◆ **Written instruction 1**
Reproduce, verbatim, the portion of the passage on the polymerization catalyst system from "The polymerization reaction using" up to and including "the Periodic Table.".
◆ **Written instruction 2**
Continue the passage on the polymerization catalyst system, beginning immediately after its final sentence.

The polymerization reaction using the catalyst component prepared by
the method provided by the present invention may be carried out by using a catalyst system. The catalyst system comprises the catalyst component prepared as described above. The catalyst component preferably comprises at least one of magnesium, titanium, halogen, and silicon. The catalyst system preferably further comprises organometallic compounds that comprise at least one metal selected from Group II or Group III of the Periodic Table.
The organometallic compound may be represented by a formula of
MRn
wherein “M” is a metal selected from Group II or Group III of the Periodic Table, such as magnesium, calcium, zinc, boron, aluminum, or gallium, “R” is an alkyl group comprising 1 to 10 carbon atoms, such as a methyl, ethyl, butyl, hexyl, or octyl, and “n” is the atomic valence of the selected metal. Preferably, the organometallic compound is trialkylaluminum, which comprises an alkyl group of 1 to 8 carbon atoms, such as triethylaluminum, triisobutylaluminum, and trioctylaluminum. Alternatively, the organometallic compound comprises a mixture of trialkylaluminums. Further alternatively, the organometallic compound is an organoaluminum comprising one or more halogens or hydride groups. Examples of organoaluminums include, but are not limited to, ethylaluminum dichloride, diethylaluminum chloride, ethylaluminum sesquichloride and diisobutylaluminum hydride.

Pre-polymerization Reaction/Process
The catalyst component obtained from the above preparation may be pre-polymerized with ethylene or alpha-olefin before their use in the polymerization reaction. The pre-polymerization of the catalyst component with ethylene or alpha-olefin may be carried out in the presence of a hydrocarbon solvent, for example hexane or pentane, at predetermined temperature. In addition, the pre-polymerization of the catalyst component with ethylene or alpha-olefin is preferably performed under a predetermined pressure, and in the presence of the organoaluminum compound, for example triethylaluminum. In order to acquire a required shape and an enhanced mechanical strength of the catalyst component for thereby forming the ethylene or alpha-olefin polymer over the catalyst component, a weight of alpha-olefin to that of the catalyst component after the pre-polymerization is preferably approximately 0.1 to 20.

◆ **Provided material**
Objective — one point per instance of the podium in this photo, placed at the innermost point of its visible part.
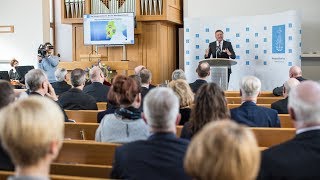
(219, 70)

◆ **Answer 1**
The polymerization reaction using the catalyst component prepared by
the method provided by the present invention may be carried out by using a catalyst system. The catalyst system comprises the catalyst component prepared as described above. The catalyst component preferably comprises at least one of magnesium, titanium, halogen, and silicon. The catalyst system preferably further comprises organometallic compounds that comprise at least one metal selected from Group II or Group III of the Periodic Table.

◆ **Answer 2**
The polymerization reaction as provided by the present invention, which utilizes the catalyst component, is preferably performed at a predetermined polymerization temperature of between and including 20°C and 300°C. More preferably, the polymerization reaction is performed at a polymerization temperature of between and including 50°C to 150°C. In addition, the polymerization reaction is preferably performed at an operating pressure of not more than 100 bar, and more preferably at between and including 2 and 50 bar.
When hydrogen is used in the polymerization reaction, average molecular weight and molecular weight distribution of polymer produced by the polymerization reaction (i.e. product of the polymerization reaction) may be changed.
The polymerization reaction may be performed by gas phase polymerization or bulk phase polymerization in the absence of an organic solvent. Alternatively, the polymerization reaction may be performed by liquid slurry polymerization in the presence of an organic solvent. These polymerization reactions are preferably performed in the absence of oxygen, water, and other catalytic poison compounds.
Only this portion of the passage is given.